**과제 요약:** 아래 기록을 전부, 줄마다 한 글자도 바꾸지 말고 똑같이 옮겨 적으세요.
------ 데이터 모음
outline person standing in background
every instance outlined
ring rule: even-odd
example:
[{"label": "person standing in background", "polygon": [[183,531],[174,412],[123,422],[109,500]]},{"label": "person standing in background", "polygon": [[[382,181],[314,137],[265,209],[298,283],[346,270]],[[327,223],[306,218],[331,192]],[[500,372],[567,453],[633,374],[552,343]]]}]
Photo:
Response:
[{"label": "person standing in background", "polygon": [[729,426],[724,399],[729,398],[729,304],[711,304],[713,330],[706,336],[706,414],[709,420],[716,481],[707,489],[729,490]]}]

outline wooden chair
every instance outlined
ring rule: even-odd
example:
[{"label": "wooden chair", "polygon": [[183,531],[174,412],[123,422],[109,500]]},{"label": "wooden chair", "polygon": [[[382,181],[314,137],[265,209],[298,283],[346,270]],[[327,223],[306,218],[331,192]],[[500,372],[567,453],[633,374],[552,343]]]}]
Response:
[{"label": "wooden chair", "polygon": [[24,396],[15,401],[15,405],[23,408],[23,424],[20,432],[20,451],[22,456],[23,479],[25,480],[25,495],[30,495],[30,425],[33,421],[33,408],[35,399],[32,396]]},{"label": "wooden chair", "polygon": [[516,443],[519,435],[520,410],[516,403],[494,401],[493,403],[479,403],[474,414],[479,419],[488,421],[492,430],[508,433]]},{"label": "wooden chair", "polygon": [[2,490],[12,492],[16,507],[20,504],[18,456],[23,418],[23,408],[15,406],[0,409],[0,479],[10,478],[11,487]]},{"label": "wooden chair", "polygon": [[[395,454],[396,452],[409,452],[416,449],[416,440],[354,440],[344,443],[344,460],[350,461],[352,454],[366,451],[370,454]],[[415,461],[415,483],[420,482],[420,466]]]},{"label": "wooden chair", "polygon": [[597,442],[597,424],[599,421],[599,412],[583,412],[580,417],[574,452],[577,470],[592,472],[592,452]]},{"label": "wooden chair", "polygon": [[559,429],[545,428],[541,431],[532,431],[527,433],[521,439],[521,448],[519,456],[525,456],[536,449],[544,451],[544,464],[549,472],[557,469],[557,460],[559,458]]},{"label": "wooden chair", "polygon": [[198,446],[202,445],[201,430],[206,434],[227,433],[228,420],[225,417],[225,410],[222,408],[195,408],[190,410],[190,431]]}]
------------
**과제 답안:**
outline person standing in background
every instance outlined
ring rule: even-odd
example:
[{"label": "person standing in background", "polygon": [[183,531],[174,412],[123,422],[109,500]]},{"label": "person standing in background", "polygon": [[[382,181],[314,137],[265,209],[298,283],[346,270]],[[327,223],[306,218],[331,192]],[[500,372],[567,453],[633,374],[552,343]]]}]
Photo:
Response:
[{"label": "person standing in background", "polygon": [[729,426],[724,399],[729,398],[729,304],[711,304],[713,330],[706,336],[706,414],[709,420],[716,481],[707,489],[729,490]]}]

outline wooden chair
every instance outlined
ring rule: even-odd
example:
[{"label": "wooden chair", "polygon": [[183,531],[174,412],[123,422],[109,500]]},{"label": "wooden chair", "polygon": [[[382,181],[314,137],[265,209],[298,283],[346,270]],[[327,223],[306,218],[331,192]],[[500,372],[567,453],[633,374],[552,343]]]}]
Response:
[{"label": "wooden chair", "polygon": [[24,396],[15,401],[15,405],[23,408],[23,424],[20,432],[20,451],[22,456],[23,479],[25,480],[25,495],[30,495],[30,425],[33,421],[33,408],[35,399],[32,396]]},{"label": "wooden chair", "polygon": [[516,443],[519,435],[520,410],[516,403],[494,401],[493,403],[479,403],[474,414],[479,419],[488,421],[492,430],[508,433]]},{"label": "wooden chair", "polygon": [[2,490],[12,492],[16,507],[20,504],[18,456],[23,418],[23,408],[15,406],[0,409],[0,479],[10,478],[11,487]]},{"label": "wooden chair", "polygon": [[[395,454],[396,452],[409,452],[416,449],[416,440],[354,440],[344,443],[344,460],[350,461],[352,454],[366,451],[370,454]],[[415,461],[415,483],[420,482],[420,466]]]},{"label": "wooden chair", "polygon": [[597,442],[597,424],[599,421],[599,412],[583,412],[580,417],[574,452],[577,470],[592,472],[592,452]]},{"label": "wooden chair", "polygon": [[559,429],[545,428],[541,431],[532,431],[527,433],[521,439],[521,448],[519,456],[525,456],[536,449],[544,451],[544,464],[549,472],[557,469],[557,460],[559,458]]},{"label": "wooden chair", "polygon": [[198,446],[202,445],[201,430],[206,434],[227,433],[228,420],[225,417],[225,410],[222,408],[195,408],[190,410],[190,431]]}]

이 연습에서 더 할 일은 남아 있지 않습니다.